-- RECORDS SUPPLIED --
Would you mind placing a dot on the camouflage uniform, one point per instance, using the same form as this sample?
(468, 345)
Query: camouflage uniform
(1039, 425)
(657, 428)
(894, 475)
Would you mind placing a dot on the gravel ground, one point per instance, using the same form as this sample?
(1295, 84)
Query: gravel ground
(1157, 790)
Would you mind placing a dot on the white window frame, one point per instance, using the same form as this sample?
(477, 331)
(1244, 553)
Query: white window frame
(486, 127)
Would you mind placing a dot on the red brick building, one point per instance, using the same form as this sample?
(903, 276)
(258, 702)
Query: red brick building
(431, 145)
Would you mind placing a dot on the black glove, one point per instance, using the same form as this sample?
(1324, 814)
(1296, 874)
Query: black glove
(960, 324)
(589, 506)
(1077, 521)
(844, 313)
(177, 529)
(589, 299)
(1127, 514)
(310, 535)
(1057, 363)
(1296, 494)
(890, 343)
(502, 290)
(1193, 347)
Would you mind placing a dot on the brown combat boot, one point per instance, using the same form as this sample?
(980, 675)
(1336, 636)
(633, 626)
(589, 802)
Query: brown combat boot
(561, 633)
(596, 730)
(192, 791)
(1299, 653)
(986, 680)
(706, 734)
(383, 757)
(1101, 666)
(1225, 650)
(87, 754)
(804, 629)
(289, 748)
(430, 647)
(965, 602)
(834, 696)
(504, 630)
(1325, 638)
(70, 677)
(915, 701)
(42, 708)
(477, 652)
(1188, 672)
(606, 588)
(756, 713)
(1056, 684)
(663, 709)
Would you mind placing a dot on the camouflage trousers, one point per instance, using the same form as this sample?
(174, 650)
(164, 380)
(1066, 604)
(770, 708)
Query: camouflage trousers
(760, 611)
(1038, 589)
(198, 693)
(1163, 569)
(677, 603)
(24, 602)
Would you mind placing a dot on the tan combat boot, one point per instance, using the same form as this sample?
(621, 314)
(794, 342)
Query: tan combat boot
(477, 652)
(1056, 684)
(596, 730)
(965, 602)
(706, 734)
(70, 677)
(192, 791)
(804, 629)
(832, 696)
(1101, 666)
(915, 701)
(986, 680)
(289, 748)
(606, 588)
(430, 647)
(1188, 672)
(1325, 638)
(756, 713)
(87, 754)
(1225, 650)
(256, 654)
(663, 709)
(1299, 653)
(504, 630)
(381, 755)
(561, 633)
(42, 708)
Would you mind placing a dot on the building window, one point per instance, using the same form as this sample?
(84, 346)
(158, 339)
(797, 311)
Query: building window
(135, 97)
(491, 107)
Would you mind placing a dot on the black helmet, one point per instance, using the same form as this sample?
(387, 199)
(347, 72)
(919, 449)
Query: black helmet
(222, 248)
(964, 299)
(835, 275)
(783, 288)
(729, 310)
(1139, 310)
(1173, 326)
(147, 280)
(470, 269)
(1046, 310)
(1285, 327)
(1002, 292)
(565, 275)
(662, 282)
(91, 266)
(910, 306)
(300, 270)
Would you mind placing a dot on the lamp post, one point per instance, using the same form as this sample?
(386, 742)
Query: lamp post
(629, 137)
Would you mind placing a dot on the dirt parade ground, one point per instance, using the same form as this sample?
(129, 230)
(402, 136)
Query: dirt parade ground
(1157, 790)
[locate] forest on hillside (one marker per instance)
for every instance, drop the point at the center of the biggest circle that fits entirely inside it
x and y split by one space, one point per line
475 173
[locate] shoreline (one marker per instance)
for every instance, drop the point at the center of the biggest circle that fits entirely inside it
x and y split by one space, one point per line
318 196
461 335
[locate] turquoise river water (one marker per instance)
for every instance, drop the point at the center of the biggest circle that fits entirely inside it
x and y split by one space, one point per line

-- WORK ITEM --
Each line above where the word "marker" occurs should be returned in full.

-- TASK OUTPUT --
[locate] forest on hillside (one marker per instance)
[locate] shoreline (one marker per instance)
[locate] turquoise river water (one marker per instance)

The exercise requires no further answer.